**RECORDS SUPPLIED**
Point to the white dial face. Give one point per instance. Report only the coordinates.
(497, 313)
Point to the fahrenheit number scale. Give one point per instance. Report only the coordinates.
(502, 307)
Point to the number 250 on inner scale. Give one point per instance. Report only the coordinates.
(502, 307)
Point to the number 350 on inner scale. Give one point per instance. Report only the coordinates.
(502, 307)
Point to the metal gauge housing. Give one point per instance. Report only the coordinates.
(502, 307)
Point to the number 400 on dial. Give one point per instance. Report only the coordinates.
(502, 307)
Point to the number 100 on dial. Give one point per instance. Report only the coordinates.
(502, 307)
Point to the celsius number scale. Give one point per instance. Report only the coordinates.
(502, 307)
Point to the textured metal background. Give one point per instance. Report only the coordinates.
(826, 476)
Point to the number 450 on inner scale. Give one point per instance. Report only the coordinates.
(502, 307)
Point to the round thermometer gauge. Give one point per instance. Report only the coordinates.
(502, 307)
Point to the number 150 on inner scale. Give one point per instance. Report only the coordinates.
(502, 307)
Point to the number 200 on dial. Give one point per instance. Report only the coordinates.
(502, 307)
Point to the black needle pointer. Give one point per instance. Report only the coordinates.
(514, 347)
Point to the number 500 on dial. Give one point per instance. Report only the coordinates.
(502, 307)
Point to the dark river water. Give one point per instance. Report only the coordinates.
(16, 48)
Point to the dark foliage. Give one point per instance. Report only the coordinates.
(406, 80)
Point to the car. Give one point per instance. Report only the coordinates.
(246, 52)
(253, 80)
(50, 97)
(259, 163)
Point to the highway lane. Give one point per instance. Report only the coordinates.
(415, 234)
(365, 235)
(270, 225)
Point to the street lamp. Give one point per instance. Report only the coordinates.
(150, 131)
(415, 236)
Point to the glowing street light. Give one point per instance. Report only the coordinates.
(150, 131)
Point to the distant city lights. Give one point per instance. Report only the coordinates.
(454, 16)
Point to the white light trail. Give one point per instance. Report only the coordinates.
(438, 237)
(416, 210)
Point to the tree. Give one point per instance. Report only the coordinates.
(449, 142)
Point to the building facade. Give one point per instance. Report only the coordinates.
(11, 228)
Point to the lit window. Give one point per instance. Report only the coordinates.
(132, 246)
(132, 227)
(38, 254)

**THE PROBLEM**
All of the entries above must be quoted exactly.

**ANSWER TO THIS TASK**
Point to the white dial face. Give one point per instance. Report only the coordinates.
(497, 313)
Point to the fahrenheit number scale. Give one point per instance. Report only the coordinates.
(502, 307)
Point to the number 250 on inner scale. Give one point per instance. Report only the coordinates.
(502, 307)
Point to the number 350 on inner scale. Give one point per instance. Report only the coordinates.
(502, 307)
Point to the metal gauge housing. Give one point per instance. Report only the coordinates.
(502, 307)
Point to the number 400 on dial. Give one point per instance. Report only the coordinates.
(502, 307)
Point to the number 100 on dial. Give one point per instance. Report only the coordinates.
(502, 307)
Point to the celsius number scale. Give one point per instance. Report only the coordinates.
(502, 307)
Point to the textured metal background. Give one point per instance. Report only the coordinates.
(826, 476)
Point to the number 450 on inner scale. Give one point per instance. Report only the coordinates.
(502, 307)
Point to the round thermometer gauge. Give one point per instance. Report only the coordinates.
(502, 307)
Point to the number 150 on inner scale. Give one point per instance. Report only the coordinates.
(502, 307)
Point to the number 200 on dial. Give one point per instance. Report only the coordinates.
(502, 307)
Point to the black needle pointer. Give one point per instance. Report only the coordinates.
(514, 347)
Point to the number 500 on dial. Give one point per instance. Report only the coordinates.
(502, 307)
Point to the dark river water. Give one point per instance. Report only the coordinates.
(16, 48)
Point to the dark foliage. Give one point per instance. Report only the coordinates.
(406, 80)
Point to the car. Give one point per instance. Report only the coordinates.
(246, 52)
(253, 80)
(50, 97)
(259, 163)
Point to the highway lane. Give one point per instance. Report only the coordinates.
(415, 234)
(365, 235)
(270, 225)
Point to the street lamp. Give one point per instance. Report only the coordinates.
(150, 131)
(415, 236)
Point to the glowing street light. Give one point per instance. Report only the coordinates.
(150, 131)
Point to the distant city lights. Give one point per instance. Report only the coordinates.
(454, 16)
Point to the white light trail. Give one point per instance. Report only the coordinates.
(438, 237)
(416, 210)
Point to the tree. Give one point per instance. Report only the coordinates.
(449, 142)
Point to the building facade. Give one point per instance. Report only the coordinates.
(11, 228)
Point to the lit window. Give one point per instance. Report only the coordinates.
(132, 246)
(132, 227)
(38, 254)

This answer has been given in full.